[EXTRAIT DU DOCUMENT]
© Cici Olsson
Sous des dehors fantaisistes, votre premier spectacle sonne presque comme un manifeste. Vous en puisez la matière chez des personnalités – Jean-Claude Romand, Mike Horn, Christopher McCandless… – en rupture, d’une manière ou d’une autre, avec le monde tel qu’il va (mal). Vous sentez-vous, tous les cinq, en rupture ? Délivrez-vous un message ?
Nous sommes issus d’une génération qui vivra moins bien que celle de nos parents. Dans un monde qui court à sa perte, que faire ? Fuir ou lutter ? Seul ou à plusieurs ? La création est, nous semble-t-il, le seul moyen de ne pas crever noyé dans la boue du néolibéralisme, et de résister. Le théâtre pour nous, c’est une manière de représenter le monde tel qu’il devrait être, une possibilité de fabriquer les histoires dont notre société manque cruellement pour avoir confiance en la vie.
Le Signal du promeneur tisse entre eux le destin de ces cinq hommes. Vous-mêmes, au Raoul Collectif, êtes cinq. Chacun a-t-il apporté sa propre pierre à l’édifice, choisi son anti-héros ?
Oui. Et non. Ils sont cinq, nous sommes cinq… C’est un hasard (ou peut-être pas). En vérité, bien plus que ces cinq là nous ont inspiré ! Ils sont la partie visible d’un iceberg de lectures, de films, de discussions, que nous avons tous façonné. Ils ne sont pas, à proprement parler, les personnages du spectacle. Ils constituent ce que nous avons appelé le « terreau dramaturgique » à partir duquel nous avons écrit Le Signal…. Nous n’interprétons pas leur histoire, mais nous y faisons référence, de manière plus ou moins explicite. La véritable aventure du spectacle, c’est celle que vivent nos cinq promeneurs, venus de loin, pour tenter de dégager de la clarté.
Comment avez-vous écrit, articulé la pièce ? Vous aviez prévu dès le départ d’assembler ces cinq récits et de les détarquer, en interférant, en vous interrompant les uns les autres (ce qui donne sa vigueur au Signal) ?
L’équilibre entre l’action collective et les parcours individuels, c’est toujours compliqué… Au théâtre comme dans la vie ! Il n’y a pas vraiment de recette pour écrire au plateau. Il faut faire des essais et des erreurs, encore et encore. Le spectacle s’est fait par une suite d’association d’idées et de compositions instinctives. Ce sont nos personnages de promeneurs qui l’ont structuré. Ce sont eux qui ont transformé toute cette matière en une forme de « cérémonie » un peu étrange et décalée, partagée entre rigueur et chaos.

[DONNÉES ÉTUDIÉES]
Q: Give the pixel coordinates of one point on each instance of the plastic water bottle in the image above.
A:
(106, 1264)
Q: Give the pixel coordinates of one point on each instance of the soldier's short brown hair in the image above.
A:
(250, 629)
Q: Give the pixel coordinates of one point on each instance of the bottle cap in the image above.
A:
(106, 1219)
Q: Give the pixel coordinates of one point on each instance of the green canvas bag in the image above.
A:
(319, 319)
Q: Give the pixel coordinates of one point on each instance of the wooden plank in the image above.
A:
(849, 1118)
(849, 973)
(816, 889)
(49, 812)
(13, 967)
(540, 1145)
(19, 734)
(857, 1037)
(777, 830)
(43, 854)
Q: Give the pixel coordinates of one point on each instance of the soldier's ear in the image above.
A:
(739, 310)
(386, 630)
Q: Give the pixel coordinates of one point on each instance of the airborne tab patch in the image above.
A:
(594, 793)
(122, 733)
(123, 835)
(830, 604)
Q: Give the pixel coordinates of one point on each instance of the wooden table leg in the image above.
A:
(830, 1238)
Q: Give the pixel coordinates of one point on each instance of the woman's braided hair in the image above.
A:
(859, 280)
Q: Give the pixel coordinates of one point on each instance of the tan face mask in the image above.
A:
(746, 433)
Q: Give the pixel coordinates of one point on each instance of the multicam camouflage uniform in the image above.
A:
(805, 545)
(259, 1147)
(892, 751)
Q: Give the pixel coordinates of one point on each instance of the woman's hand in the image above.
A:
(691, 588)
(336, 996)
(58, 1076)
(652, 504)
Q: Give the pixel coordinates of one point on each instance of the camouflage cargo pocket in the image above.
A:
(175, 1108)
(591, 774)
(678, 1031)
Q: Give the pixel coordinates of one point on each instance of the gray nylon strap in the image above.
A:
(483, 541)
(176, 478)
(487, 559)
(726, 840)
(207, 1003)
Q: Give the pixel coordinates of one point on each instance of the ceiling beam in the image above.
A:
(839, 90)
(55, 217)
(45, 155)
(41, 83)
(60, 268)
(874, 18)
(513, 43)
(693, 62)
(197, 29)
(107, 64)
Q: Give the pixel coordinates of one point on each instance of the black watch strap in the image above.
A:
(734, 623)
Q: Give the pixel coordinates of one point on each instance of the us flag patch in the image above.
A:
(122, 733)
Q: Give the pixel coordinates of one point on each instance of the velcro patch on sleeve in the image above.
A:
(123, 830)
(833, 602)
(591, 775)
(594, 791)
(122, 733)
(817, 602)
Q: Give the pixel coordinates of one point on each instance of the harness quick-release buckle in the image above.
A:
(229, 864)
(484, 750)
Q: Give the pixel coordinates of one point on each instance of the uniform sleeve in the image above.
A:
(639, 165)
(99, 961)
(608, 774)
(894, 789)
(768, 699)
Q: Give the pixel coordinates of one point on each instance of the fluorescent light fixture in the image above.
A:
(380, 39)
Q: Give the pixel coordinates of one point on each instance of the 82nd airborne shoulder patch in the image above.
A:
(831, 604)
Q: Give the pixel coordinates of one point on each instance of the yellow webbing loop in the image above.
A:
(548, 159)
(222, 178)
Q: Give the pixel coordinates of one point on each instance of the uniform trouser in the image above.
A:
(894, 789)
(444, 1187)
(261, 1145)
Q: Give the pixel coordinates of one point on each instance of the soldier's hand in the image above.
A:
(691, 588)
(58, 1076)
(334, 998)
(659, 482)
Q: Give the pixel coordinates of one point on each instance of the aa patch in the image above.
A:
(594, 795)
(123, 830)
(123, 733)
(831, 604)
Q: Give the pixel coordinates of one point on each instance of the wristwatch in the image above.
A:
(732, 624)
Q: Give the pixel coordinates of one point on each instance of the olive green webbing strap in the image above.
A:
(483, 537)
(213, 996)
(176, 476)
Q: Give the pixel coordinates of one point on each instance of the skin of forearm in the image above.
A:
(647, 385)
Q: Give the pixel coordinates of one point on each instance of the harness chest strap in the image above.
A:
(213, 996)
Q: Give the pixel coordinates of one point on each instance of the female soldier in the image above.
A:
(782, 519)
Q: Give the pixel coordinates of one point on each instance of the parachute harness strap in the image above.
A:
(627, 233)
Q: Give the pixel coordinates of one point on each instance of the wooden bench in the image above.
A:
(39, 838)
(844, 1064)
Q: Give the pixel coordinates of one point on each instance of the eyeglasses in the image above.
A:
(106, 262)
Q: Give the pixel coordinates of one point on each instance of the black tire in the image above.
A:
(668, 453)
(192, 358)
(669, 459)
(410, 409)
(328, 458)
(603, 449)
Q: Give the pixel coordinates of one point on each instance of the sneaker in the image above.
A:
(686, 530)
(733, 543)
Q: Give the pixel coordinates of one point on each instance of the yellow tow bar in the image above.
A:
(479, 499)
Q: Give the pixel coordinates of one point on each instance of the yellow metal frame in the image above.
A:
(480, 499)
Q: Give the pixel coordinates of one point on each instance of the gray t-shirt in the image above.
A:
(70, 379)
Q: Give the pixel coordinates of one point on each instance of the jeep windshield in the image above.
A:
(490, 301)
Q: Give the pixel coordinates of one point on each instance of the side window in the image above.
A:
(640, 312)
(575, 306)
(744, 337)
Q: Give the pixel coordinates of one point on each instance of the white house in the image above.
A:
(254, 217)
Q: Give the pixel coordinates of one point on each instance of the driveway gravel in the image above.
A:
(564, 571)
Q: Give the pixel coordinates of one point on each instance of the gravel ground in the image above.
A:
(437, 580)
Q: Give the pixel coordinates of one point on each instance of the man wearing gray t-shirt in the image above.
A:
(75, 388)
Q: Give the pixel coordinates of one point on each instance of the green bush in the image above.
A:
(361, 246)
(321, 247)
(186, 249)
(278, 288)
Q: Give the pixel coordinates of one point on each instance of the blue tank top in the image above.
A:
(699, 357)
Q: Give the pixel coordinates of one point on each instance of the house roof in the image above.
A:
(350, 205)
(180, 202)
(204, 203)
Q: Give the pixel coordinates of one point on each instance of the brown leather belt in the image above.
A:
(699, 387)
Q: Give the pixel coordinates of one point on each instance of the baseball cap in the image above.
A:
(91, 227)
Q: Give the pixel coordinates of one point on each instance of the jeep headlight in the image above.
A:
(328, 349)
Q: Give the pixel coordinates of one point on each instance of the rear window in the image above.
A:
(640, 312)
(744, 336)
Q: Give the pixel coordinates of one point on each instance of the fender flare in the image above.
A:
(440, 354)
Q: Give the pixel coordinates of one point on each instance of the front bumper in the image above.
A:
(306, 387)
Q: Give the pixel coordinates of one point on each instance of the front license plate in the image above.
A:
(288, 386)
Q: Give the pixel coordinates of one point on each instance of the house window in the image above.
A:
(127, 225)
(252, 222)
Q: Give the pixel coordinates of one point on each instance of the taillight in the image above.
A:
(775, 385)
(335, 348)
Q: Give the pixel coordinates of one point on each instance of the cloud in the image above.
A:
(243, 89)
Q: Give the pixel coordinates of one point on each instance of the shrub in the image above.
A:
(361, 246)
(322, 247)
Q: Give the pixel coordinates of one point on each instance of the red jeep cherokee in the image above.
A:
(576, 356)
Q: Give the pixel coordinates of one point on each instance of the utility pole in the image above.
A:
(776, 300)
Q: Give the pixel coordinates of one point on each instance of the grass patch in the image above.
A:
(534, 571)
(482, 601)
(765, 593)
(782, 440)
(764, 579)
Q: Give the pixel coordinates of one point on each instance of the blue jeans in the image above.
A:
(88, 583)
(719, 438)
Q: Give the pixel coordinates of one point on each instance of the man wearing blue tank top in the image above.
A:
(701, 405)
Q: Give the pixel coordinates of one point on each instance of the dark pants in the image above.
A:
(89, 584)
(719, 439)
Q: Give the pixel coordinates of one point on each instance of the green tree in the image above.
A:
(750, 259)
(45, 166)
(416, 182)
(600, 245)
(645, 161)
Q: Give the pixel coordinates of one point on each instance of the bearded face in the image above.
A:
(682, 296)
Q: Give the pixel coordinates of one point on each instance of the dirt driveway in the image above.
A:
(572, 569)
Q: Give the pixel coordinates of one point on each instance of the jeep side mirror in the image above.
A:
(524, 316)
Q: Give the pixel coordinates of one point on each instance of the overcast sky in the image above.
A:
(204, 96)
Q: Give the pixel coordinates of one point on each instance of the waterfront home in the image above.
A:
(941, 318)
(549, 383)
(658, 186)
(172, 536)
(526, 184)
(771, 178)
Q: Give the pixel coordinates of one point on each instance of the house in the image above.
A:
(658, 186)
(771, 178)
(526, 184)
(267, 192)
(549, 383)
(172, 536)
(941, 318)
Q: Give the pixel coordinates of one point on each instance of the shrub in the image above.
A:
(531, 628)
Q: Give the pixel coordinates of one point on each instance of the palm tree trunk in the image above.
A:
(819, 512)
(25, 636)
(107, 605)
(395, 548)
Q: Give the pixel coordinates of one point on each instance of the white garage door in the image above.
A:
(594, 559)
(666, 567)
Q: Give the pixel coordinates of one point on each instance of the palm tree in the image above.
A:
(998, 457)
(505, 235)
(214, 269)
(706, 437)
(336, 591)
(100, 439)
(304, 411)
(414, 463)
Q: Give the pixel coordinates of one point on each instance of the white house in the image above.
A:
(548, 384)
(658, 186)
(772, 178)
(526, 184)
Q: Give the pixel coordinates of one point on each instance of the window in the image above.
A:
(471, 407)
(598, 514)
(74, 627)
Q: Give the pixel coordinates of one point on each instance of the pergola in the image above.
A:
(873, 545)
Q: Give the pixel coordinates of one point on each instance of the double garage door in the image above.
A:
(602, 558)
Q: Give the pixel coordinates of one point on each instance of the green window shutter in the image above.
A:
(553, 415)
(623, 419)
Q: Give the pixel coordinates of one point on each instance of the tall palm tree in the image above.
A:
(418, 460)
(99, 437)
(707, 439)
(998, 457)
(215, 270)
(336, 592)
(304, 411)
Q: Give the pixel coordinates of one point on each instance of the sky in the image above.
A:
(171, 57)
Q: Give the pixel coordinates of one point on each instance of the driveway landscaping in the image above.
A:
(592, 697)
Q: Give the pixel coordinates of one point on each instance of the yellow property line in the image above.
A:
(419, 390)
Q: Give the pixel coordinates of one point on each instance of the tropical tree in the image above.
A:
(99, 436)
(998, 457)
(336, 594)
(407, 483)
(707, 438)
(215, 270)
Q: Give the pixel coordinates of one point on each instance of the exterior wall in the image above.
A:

[CONSIGNES À SUIVRE]
1. Recopiez mot pour mot le passage de l'entretien avec le Raoul Collectif qui va de « Comment avez-vous écrit, articulé » à « rigueur et chaos. », bornes comprises.
2. Rédigez la suite de l'entretien avec le Raoul Collectif, à partir de l'endroit où il s'arrête.
Les lignes n'entrent pas en jeu ici.

[RÉPONSES DANS L'ORDRE]
1.
Comment avez-vous écrit, articulé la pièce ? Vous aviez prévu dès le départ d’assembler ces cinq récits et de les détarquer, en interférant, en vous interrompant les uns les autres (ce qui donne sa vigueur au Signal) ?
L’équilibre entre l’action collective et les parcours individuels, c’est toujours compliqué… Au théâtre comme dans la vie ! Il n’y a pas vraiment de recette pour écrire au plateau. Il faut faire des essais et des erreurs, encore et encore. Le spectacle s’est fait par une suite d’association d’idées et de compositions instinctives. Ce sont nos personnages de promeneurs qui l’ont structuré. Ce sont eux qui ont transformé toute cette matière en une forme de « cérémonie » un peu étrange et décalée, partagée entre rigueur et chaos.

2.
Tous les cinq, vous vous êtes rencontrés en 2009 au conservatoire à Liège. Qu’est-ce qui vous a réuni, qu’est-ce qui vous a attiré les uns les autres ?
A l’Esact, l’Ecole supérieure d’acteurs du conservatoire de Liège, les classes sont mélangées par projet. Nous avons donc eu l’occasion de constater nos affinités artistiques. Les étudiants sont aussi amenés à prendre en charge leurs propres créations, en toute autonomie. C’est ainsi que nous sommes rapprochés. Il y avait entre nous une curiosité réciproque, le partage d’une certaine énergie adolescente, la foi dans le théâtre, l’envie de changer le monde. Mais aussi une certaine conscience de ce qui nous différencie. C’est toujours le cas. Nous ne sommes pas les mêmes, nous nous complétons.
De mémoire, le prologue dans le noir du Signal… est l’un des plus beaux moments de théâtre que j’ai vu. Vous a-t-il été inspiré par la marche, que vous aimez pratiquer ensemble ?
Nous avons en partie écrit le spectacle en allant marcher ensemble. La marche instaure une autre relation au temps, à la pensée, aux autres. Le prologue est issu, en quelque sorte, d’une marche que nous avons commencée en forêt, et terminée sur le plateau. Il y en a eu de multiples variantes, mais nous avons toujours ressenti le besoin de commencer le spectacle dans le noir, en suivant un rituel précis. Et en chantant. C’est une manière pour nous de se dire bonjour, d’accorder nos voix en une seule.
Le Signal du promeneur. Jusqu’au 15 février au Théâtre de la Croix-Rousse, Lyon 4e.